§ **Job**:
From the NeRF discussion, extract the passage that begins with the words containing "Yeah, yeah, it's" and ends with "kind of different.", copying it word for word.

§ **Given text**:
** BEGIN **
Lemme stop you for a second, on the prior slide. So is it correct that NeRF is one of the more inspectable AI models, where you can actually look into it? I know there's a lot of work around transparency and observability and monitoring and ethics, but it strikes me that NeRF, you can actually just look at the output directly, see what it's like.
Yeah, yeah, it's sort of interesting. I mean transparency and like how a model actually works is sort of an interesting like sub-problem. What's interesting about NeRFs is actually they're very small models, they tend to be very small. So you train a single NeRF model on a single scene, they don't generalize across many scenes and that in turn means it's actually pretty easy to kind of understand what's happening. I also think this formulation, this loss function idea of you put this ray and then you create a volume and you try and like identify what's inside that volume, does lend itself to a fair amount of transparency. But I will say it's hard to compare against whether or not this model is more or less transparent than other models, 'cause they're all kind of different.
Thanks.
Okay, so DreamFields. So the original NeRF paper was published in 2020. In 2022, Google came out with this other paper called DreamFields, and the question that was being asked was, can we generate models directly from text? It turns out the answer is yes. The beauty of CLIP, which is the model that we talked about earlier, is that so many things can be compiled into text or images. So we already know that if I have some text and I have an image, I can calculate where those things live on some embedding space and then I can move those inputs so that they can get closer to each other. Well, it turns out if I just take a picture of a 3D model during training and I pass it through CLIP to figure out how close that 3D model is to a text prompt, I can backpropagate that information to the original model and eventually create a model that just matches the description, which I think is incredibly cool.
** END **
Contour labeling entries:
** BEGIN **
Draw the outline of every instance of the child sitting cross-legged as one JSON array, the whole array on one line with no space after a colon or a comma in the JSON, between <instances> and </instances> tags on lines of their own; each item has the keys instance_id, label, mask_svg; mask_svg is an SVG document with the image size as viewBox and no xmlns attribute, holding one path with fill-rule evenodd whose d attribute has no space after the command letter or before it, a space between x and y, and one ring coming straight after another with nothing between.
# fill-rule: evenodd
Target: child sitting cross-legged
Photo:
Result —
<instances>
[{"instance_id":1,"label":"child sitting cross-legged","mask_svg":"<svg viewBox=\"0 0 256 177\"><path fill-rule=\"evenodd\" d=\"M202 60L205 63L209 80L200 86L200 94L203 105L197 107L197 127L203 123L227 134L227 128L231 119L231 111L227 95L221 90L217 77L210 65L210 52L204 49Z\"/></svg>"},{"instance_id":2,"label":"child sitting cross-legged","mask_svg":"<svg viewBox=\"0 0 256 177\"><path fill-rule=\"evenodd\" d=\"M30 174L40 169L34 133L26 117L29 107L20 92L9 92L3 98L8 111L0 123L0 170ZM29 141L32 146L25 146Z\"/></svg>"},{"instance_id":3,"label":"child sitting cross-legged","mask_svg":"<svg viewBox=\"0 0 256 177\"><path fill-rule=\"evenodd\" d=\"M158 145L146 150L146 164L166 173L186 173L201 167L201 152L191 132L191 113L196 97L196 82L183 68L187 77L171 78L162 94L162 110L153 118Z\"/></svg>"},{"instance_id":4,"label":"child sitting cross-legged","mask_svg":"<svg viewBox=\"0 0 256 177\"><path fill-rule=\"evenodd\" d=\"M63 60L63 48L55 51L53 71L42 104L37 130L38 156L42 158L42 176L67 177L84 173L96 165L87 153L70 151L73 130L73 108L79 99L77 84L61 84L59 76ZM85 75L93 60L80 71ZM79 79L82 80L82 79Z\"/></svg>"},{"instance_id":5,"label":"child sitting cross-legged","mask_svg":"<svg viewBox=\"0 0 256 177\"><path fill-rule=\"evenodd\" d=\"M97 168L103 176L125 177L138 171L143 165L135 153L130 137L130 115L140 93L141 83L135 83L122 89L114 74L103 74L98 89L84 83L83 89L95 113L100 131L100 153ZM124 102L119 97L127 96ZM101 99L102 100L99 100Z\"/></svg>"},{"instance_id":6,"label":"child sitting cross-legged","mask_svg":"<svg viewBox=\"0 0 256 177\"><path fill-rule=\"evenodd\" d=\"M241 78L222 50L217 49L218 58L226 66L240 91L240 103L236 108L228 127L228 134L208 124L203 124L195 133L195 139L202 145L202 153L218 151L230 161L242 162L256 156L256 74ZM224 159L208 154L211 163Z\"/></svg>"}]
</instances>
** END **
§ **Written reply**:
Yeah, yeah, it's sort of interesting. I mean transparency and like how a model actually works is sort of an interesting like sub-problem. What's interesting about NeRFs is actually they're very small models, they tend to be very small. So you train a single NeRF model on a single scene, they don't generalize across many scenes and that in turn means it's actually pretty easy to kind of understand what's happening. I also think this formulation, this loss function idea of you put this ray and then you create a volume and you try and like identify what's inside that volume, does lend itself to a fair amount of transparency. But I will say it's hard to compare against whether or not this model is more or less transparent than other models, 'cause they're all kind of different.